▸ Task directions: Please copy out the discussion about file-based spatial index storage below in full, word for word.

On Tue, 23 Jun 2009, Markus GRASS wrote:

My implementation is completely file based, also when creating or
updating a vector. This comes obviously with a speed penalty because
reading in memory is faster than reading from file. With all sorts of
tricks and relying on the system to cache files, the file based spatial

Hi Markus, The last point above sounds interesting. What sort of tricks?

When inserting or deleting or searching, the search patch is remembered
(kept in memory) and walked back by using a stack in a non-recursive
functions. This reduces file IO operations about by half and should be a
faster algorithm than the recursive alternative. As an example,
inserting a new item into an RTree that already has about 50,000 items
requires a total of 3 file reads and 3 - 5 file writes, each file IO
reads or writes 528 bytes on a 32 bit system and 586 bytes on a 64 bit
system. And when using intermediate files, the whole chunk of 528/568
bytes is read or written at once.

Are you using memory-mapped files?

What are memory-mapped files? Excuse my ignorance, I'm just a
self-trained coder (learning by doing).

My thinking would be to always read it from the file, and rely on the
operating system as best as possible to not slow down performance too
much (compared to holding the index in memory) for small sizes of
indexes. I think that would be a seamless foolproof (from the user's
point of view) approach that would scale very well with both
increasing size of datasets and performance of computer hardware.

It would also require less complex code, it's already quite a bit more
complex by now.

Markus M

On 24/06/09 22:49, Markus GRASS wrote:

Moritz:

I'm not sure I understand everything correctly here, but I have the
feeling that there are two questions here:

1) Should we have a file-based storage of the spatial index ? This can
then be read into memory when necessary, which still should be faster
than rebuilding it each time.

If an old vector is opened just for reading (v.what, v.info, probably
also d.vect), the fastest solution is probably to only load the header
of the spatial index, as is done for the coor file, and perform spatial
queries in file. This is very fast AFAIKT.

Then the main issue is during editing ? I guess it then depends on the use cases, but I don't know if frequent editing is something happening very often on large files... IMHO, a slight speed penality for the infrequent updates of vectors is acceptable compared to the huge advantage of not having to rebuild the index every time.

▸ Recorded information:
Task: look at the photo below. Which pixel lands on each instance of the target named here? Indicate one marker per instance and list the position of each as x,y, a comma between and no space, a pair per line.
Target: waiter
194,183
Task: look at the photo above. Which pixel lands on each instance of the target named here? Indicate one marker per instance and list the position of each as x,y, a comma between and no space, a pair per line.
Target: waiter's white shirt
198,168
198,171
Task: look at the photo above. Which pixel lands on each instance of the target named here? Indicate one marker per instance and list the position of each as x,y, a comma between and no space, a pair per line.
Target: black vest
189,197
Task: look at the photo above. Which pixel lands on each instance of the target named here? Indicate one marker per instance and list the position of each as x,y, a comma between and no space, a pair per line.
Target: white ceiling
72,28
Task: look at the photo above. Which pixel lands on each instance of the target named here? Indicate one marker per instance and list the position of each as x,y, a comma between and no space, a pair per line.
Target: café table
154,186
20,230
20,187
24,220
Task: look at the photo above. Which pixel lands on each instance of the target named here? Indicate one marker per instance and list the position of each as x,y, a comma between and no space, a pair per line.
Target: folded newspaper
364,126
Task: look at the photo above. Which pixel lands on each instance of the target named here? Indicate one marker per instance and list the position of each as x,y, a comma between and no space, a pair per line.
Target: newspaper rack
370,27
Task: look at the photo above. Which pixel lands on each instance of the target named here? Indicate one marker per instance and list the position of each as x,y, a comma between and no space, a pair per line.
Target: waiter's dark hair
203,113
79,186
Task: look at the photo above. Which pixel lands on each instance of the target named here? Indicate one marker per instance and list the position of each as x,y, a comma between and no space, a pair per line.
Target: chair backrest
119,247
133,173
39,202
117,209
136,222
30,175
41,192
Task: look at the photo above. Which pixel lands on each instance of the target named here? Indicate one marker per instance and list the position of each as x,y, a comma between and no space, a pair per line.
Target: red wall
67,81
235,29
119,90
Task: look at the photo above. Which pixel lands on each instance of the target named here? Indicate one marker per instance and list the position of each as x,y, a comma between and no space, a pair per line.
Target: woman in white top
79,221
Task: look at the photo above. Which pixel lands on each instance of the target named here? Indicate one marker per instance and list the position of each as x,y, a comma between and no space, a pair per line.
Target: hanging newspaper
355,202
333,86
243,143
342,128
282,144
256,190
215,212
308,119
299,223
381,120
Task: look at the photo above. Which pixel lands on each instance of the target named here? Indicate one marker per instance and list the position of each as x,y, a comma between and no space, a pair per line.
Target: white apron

▸ Written response:
On Tue, 23 Jun 2009, Markus GRASS wrote:

My implementation is completely file based, also when creating or
updating a vector. This comes obviously with a speed penalty because
reading in memory is faster than reading from file. With all sorts of
tricks and relying on the system to cache files, the file based spatial

Hi Markus, The last point above sounds interesting. What sort of tricks?

When inserting or deleting or searching, the search patch is remembered
(kept in memory) and walked back by using a stack in a non-recursive
functions. This reduces file IO operations about by half and should be a
faster algorithm than the recursive alternative. As an example,
inserting a new item into an RTree that already has about 50,000 items
requires a total of 3 file reads and 3 - 5 file writes, each file IO
reads or writes 528 bytes on a 32 bit system and 586 bytes on a 64 bit
system. And when using intermediate files, the whole chunk of 528/568
bytes is read or written at once.

Are you using memory-mapped files?

What are memory-mapped files? Excuse my ignorance, I'm just a
self-trained coder (learning by doing).

My thinking would be to always read it from the file, and rely on the
operating system as best as possible to not slow down performance too
much (compared to holding the index in memory) for small sizes of
indexes. I think that would be a seamless foolproof (from the user's
point of view) approach that would scale very well with both
increasing size of datasets and performance of computer hardware.

It would also require less complex code, it's already quite a bit more
complex by now.

Markus M

On 24/06/09 22:49, Markus GRASS wrote:

Moritz:

I'm not sure I understand everything correctly here, but I have the
feeling that there are two questions here:

1) Should we have a file-based storage of the spatial index ? This can
then be read into memory when necessary, which still should be faster
than rebuilding it each time.

If an old vector is opened just for reading (v.what, v.info, probably
also d.vect), the fastest solution is probably to only load the header
of the spatial index, as is done for the coor file, and perform spatial
queries in file. This is very fast AFAIKT.

Then the main issue is during editing ? I guess it then depends on the use cases, but I don't know if frequent editing is something happening very often on large files... IMHO, a slight speed penality for the infrequent updates of vectors is acceptable compared to the huge advantage of not having to rebuild the index every time.